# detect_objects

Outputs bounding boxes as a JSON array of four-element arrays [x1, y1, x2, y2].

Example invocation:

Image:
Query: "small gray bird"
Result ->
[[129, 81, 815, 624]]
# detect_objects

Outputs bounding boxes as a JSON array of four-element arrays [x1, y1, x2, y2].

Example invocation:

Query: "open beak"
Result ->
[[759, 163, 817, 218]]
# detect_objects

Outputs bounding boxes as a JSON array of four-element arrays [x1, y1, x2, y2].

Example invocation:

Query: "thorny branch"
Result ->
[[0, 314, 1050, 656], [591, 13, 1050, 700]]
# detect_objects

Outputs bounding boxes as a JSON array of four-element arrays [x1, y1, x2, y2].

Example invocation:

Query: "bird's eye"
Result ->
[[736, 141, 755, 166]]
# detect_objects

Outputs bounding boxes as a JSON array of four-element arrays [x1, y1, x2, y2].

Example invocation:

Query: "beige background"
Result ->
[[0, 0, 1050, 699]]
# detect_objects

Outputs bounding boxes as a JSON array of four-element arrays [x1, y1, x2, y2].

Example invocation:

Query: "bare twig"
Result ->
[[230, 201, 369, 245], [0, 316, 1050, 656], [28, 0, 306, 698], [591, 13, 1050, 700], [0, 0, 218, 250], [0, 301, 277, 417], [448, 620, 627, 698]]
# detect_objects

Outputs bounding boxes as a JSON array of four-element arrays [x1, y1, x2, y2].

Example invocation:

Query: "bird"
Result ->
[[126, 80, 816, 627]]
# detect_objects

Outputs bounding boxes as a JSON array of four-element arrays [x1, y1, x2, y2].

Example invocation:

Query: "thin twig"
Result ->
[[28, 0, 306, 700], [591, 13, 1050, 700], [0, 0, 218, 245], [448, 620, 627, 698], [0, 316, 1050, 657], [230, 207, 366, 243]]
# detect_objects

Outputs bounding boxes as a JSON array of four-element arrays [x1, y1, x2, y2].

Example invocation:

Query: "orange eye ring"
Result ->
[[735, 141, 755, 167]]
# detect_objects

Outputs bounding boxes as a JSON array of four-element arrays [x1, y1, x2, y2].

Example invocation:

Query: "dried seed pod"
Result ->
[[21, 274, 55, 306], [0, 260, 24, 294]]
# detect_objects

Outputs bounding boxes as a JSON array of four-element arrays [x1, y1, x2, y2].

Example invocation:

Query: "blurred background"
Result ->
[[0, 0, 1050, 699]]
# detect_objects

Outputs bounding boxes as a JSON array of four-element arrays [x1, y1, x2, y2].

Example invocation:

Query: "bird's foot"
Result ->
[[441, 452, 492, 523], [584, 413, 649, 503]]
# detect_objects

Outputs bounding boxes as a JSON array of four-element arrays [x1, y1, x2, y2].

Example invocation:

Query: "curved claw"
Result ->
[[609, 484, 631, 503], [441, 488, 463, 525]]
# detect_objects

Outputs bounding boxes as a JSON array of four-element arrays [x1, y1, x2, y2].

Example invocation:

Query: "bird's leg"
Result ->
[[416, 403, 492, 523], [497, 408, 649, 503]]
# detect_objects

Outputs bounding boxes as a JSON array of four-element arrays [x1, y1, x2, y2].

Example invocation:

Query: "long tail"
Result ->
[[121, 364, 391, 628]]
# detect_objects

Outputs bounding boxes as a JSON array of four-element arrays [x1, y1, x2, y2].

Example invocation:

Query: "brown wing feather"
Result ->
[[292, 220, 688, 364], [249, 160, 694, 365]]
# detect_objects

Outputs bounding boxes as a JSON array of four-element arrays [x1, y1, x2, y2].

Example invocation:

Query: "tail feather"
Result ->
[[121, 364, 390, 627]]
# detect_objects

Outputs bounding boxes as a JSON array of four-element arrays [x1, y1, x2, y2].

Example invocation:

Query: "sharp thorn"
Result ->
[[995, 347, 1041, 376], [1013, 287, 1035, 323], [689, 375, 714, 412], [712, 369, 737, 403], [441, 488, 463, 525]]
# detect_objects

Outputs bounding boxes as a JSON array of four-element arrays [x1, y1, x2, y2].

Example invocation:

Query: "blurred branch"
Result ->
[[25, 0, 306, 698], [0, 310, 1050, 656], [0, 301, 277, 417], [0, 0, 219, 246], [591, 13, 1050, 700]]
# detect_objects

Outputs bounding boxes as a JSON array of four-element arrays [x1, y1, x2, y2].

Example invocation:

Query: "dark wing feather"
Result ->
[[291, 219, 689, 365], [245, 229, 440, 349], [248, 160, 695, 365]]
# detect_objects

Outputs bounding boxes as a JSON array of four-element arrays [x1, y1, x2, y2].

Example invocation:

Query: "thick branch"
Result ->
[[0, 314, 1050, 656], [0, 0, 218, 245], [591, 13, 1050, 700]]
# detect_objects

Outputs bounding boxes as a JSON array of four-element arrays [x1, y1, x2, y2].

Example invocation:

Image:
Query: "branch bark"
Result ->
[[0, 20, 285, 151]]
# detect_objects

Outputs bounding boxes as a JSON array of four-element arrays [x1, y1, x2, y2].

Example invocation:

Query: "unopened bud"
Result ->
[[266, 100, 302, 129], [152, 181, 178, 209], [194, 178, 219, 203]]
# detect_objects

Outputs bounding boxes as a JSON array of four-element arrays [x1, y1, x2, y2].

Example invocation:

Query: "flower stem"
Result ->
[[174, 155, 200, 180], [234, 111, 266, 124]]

● ● ●

[What you should do] Reproduce the items from the very beginning through the line containing "[[736, 141, 755, 166]]", changing each "Query" to "Prompt" and leaving everything else as it is.

[Reply to the exercise]
# detect_objects

Outputs bounding boxes as a JSON array of four-element arrays [x1, y1, x2, y2].

Example invocation:

Image:
Prompt: "small gray bird"
Result ->
[[129, 81, 815, 624]]
# detect_objects

Outputs bounding boxes as a JSON array of four-element arrays [x1, y1, x2, y2].

Example invocation:

Prompt: "open beak"
Result ->
[[759, 163, 817, 218]]
# detect_objects

Outputs bounding boxes as a JSON array of four-element arrays [x1, y1, x2, y2].

Example invocation:

Prompt: "thorny branch"
Result ->
[[0, 314, 1050, 656], [591, 13, 1050, 700]]
# detect_objects

Outputs bounding boxes as a JSON array of four-element arrays [x1, y1, x2, y2].

Example invocation:

Prompt: "bird's eye"
Result ->
[[736, 141, 755, 166]]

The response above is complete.